Work order:
The following entries are to be repeated exactly, and the pictures are to be left behind.

════════════════════

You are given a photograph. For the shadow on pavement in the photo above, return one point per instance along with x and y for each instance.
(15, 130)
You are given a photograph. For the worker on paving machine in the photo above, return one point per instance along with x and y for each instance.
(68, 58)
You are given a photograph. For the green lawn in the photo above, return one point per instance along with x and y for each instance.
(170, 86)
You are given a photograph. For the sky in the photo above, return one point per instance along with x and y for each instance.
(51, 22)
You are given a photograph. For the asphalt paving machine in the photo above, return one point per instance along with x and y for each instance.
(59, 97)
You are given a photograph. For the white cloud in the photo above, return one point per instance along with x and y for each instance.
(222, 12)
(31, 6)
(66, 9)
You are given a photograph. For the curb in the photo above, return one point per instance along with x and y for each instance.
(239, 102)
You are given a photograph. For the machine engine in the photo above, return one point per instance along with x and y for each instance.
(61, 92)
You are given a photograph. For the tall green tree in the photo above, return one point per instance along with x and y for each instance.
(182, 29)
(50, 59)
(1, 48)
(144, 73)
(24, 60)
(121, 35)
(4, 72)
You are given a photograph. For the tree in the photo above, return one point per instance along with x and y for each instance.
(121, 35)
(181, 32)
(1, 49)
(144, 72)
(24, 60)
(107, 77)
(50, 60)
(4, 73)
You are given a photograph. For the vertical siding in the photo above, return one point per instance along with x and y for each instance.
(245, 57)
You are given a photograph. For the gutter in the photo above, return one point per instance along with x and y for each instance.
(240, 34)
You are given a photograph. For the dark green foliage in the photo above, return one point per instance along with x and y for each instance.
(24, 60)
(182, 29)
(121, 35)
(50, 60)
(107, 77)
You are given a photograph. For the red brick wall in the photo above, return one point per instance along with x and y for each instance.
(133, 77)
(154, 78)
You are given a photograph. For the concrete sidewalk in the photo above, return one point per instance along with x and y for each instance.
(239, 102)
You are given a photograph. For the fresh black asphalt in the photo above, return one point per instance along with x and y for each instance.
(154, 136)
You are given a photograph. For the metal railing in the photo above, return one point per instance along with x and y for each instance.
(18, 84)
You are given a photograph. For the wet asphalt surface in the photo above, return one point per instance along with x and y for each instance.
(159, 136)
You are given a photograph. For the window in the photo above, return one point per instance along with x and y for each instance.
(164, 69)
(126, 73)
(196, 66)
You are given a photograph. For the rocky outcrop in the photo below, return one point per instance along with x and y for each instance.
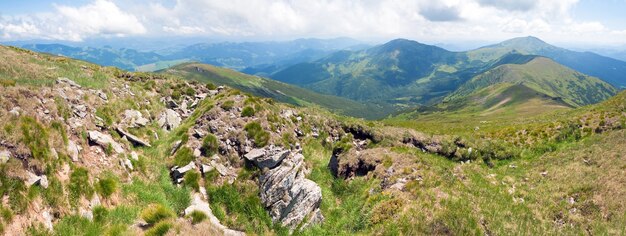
(104, 141)
(266, 158)
(4, 156)
(197, 204)
(134, 118)
(132, 138)
(73, 150)
(169, 120)
(285, 192)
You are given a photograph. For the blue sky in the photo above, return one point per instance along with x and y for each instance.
(576, 22)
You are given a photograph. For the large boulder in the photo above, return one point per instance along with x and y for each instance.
(104, 141)
(169, 120)
(290, 197)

════════════════════

Output:
You are given a photograph. For the shadow on pavement in the photo above, return one point per instance along with x and y for each instance.
(15, 130)
You are given a photograph. For the worker on paving machine in the photo above, return one point per instance along with x and y for each instance.
(68, 58)
You are given a photograph. For the green lawn in the photo above, return one point per instance along with x and y for each instance.
(170, 86)
You are given a photograph. For the sky in the photo above, return one point per instance along with x and y for each instance.
(51, 22)
You are given a photograph. For the asphalt paving machine in the photo above, return one point per instance along with x and y for each instance.
(59, 97)
You are given a photograph. For the white cloud in the photo above, return one point per instance along with x and y for each instance.
(222, 12)
(31, 6)
(66, 9)
You are given a photograph. For the curb in the photo above, return one point per instance along with x and y for each instance.
(239, 102)
You are given a photograph. For the machine engine in the photo above, return one point per instance along with x and y for each instance.
(61, 92)
You are given a photograph. For the tall green tree in the photo above, return one point per instance along with x and y for each instance.
(182, 29)
(50, 59)
(1, 48)
(144, 73)
(24, 60)
(121, 35)
(4, 72)
You are given a photograph. For the tree in the photo above, return one point per instance along with x and y for each instance.
(121, 35)
(181, 32)
(1, 49)
(144, 72)
(24, 60)
(107, 77)
(50, 60)
(4, 73)
You are given a photograph. For the vertical siding in the photo above, return one point per instance along with x and y for each instance.
(245, 57)
You are given a photograph. For the gutter in the photo above, return one point per instance along with x and y for each instance.
(240, 34)
You are given a photograph. For the dark green foliage in the photo above, return one point per instance along with x and y for each instance.
(24, 60)
(182, 29)
(121, 35)
(50, 60)
(107, 77)
You are given a photograph. For the red brick wall in the photo above, return one point per instance along with x and y for each instance.
(133, 77)
(154, 78)
You are given a photograph. For the concrete sidewalk in the photo above, return one point per instance along with x and y for each instance.
(239, 102)
You are given a photograph. For the fresh black asphalt in the photo above, return one point per instance along with x and y for each instance.
(154, 136)
You are given a photograph. For the metal railing in the photo above, return one point per instance along with x and y for each instance.
(18, 84)
You are given a photograph. For the wet asphalt surface in the photo above, return one point per instance along with x and y for each instance.
(159, 136)
You are given a photograph. For the window in the photo above, return one point per instance along with x and y for each instance.
(164, 69)
(126, 73)
(196, 66)
You are given a photograph. For the rocky outcrop in the photo below, return one point per instance along with x and y for each instance.
(104, 141)
(266, 158)
(4, 156)
(197, 204)
(134, 118)
(132, 138)
(73, 150)
(169, 120)
(285, 192)
You are given a photograph. For the blue sky in the photo above, return one point per instance along with x and y for each instance.
(576, 22)
You are given a photograph. For the large boulder in the photo above, return one point per instance along with x and y for each instance.
(104, 141)
(169, 120)
(290, 197)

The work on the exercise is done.